BEGIN Text shown
New Year’s Resolution Progress Update

So what are your top four goals for 2003? In what way do you plan to be wealthier? Healthier? Wiser and happier? If you didn’t do so at the beginning of the year, here’s your second chance to write them down and make a list of what you need to do to achieve them. Let’s say you have a goal to make $10,000 in extra income.

List that as a “category A” goal and then list all the things you’ll have to do to accomplish that:

* finish the AWAI copywriting course

* send out solicitation letters to 1,000 prospects

* make 100 follow-up phone calls

*write 10 packages on spec

* get paid $2,500 for four packages

Those would be your “category B” objectives. Each one would be attached to a deadline. Then you might need “category C” objectives to get you to category B. You might, for example, give yourself the task of finishing a chapter of the AWAI course each week for a given period of time. This is all pretty basic stuff. But it’s amazing how many people never get to it.

Making the broad resolution — “I’m going to make an extra 10 grand” — is about as far as they will go. And that’s why most people never succeed. But this isn’t going to happen to you. You will make more money, you will enjoy better health, you will fulfill one lifelong ambition, and you will be happier and more relaxed …and it’s all going to start today. Yes, today. Not tomorrow.

You’ve already made a good start by making your list of four specific goals for the year — and by breaking each goal into the category-B and category-C objectives that you will have to achieve first. Now what? Maybe you’re feeling a little overwhelmed right now when you look at that list. Sure, some people seem to achieve great things without every breaking a sweat … but maybe you have already taken on so many jobs and obligations that you are practically drowning in responsibilities. I know what it’s like.

I understand how it feels to get to work early, plunge into the morass, and emerge nine or 10 hours later with a cramped stomach, a throbbing headache, and what seems to be three days of work still left undone. I know what it’s like to have to worry about what you might have forgotten, to whom you promised a phone call, and what meeting you promised to attend. It’s OK to admit to yourself that you might need a little help. And that’s what ETR is here for.
END Text shown
Short problem A | Please rewrite the rows from the line with "For the evaluation, point out each instance of the man in" to the line with "For the evaluation, point out each instance of the man's", both lines and every request between them included. Multiply each coordinate in their answers by 2.5, rounding to whole numbers with halves going up.
The rows that follow have no connection to the article above.
BEGIN Given data
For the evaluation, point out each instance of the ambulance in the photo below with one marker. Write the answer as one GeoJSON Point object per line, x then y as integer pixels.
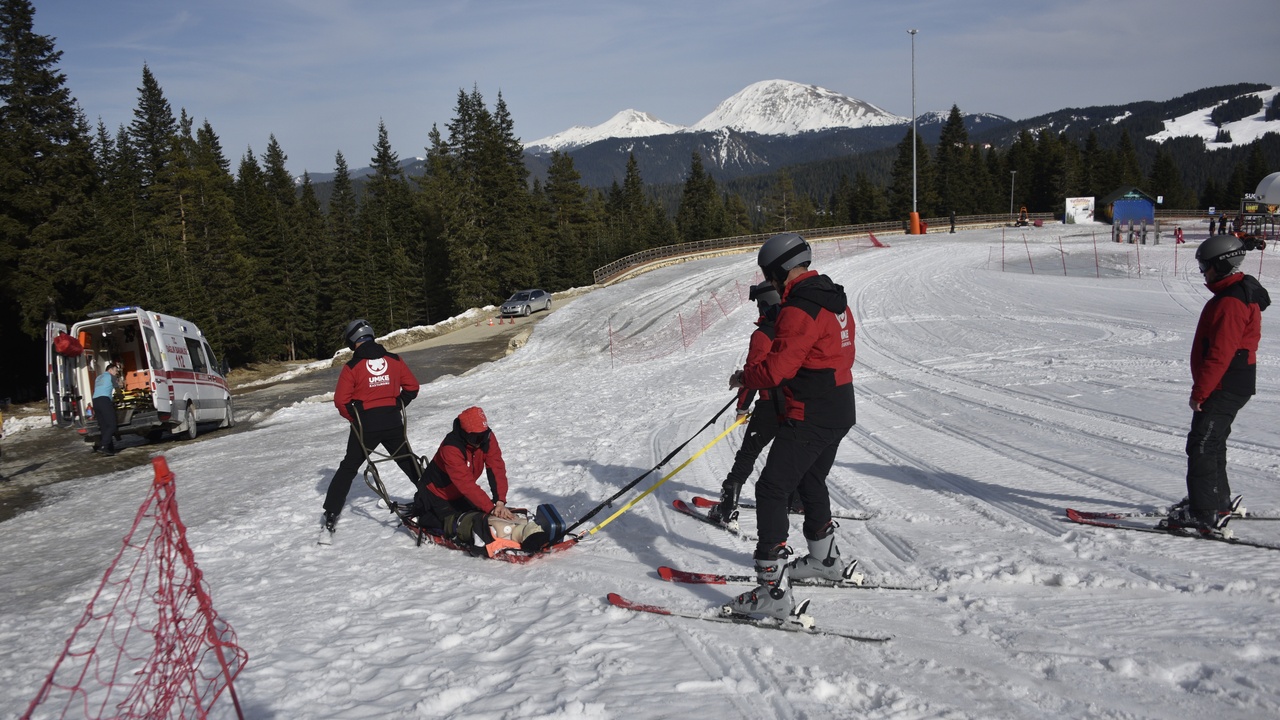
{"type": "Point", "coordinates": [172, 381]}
END Given data
BEGIN Given data
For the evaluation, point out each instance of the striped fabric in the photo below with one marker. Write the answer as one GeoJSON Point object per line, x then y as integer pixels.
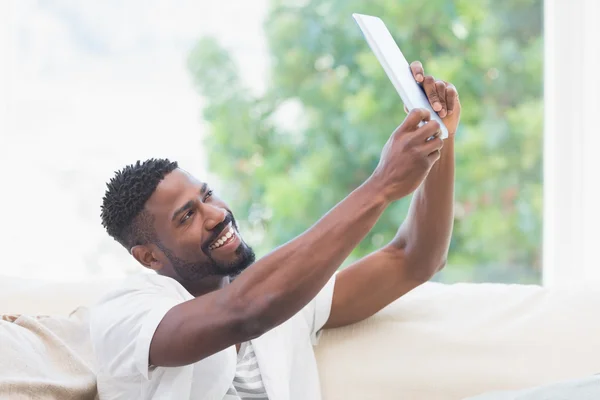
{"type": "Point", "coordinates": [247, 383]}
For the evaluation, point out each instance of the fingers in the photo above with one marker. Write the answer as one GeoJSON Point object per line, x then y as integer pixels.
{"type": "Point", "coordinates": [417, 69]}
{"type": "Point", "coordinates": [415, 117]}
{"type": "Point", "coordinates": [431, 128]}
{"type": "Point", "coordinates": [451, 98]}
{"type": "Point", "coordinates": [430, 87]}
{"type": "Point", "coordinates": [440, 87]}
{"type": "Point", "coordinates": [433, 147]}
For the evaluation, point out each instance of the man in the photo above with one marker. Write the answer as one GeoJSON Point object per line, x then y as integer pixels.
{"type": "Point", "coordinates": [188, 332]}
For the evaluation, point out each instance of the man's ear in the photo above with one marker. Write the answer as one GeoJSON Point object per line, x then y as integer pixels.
END Given data
Short problem B | According to the resolution article, what task might you give yourself as a category C objective toward finishing the AWAI course?

Task output A |
For the evaluation, point out each instance of the man in the photo above with one marker. Write the answer as one GeoJSON Point object per line, x then y as integer pixels.
{"type": "Point", "coordinates": [470, 830]}
For the evaluation, point out each instance of the man's ear in the photo above with one marker. Write the answer as one GeoJSON Point object per line, x then y as integer pixels.

Task output B | Finishing a chapter of the AWAI course each week for a given period of time.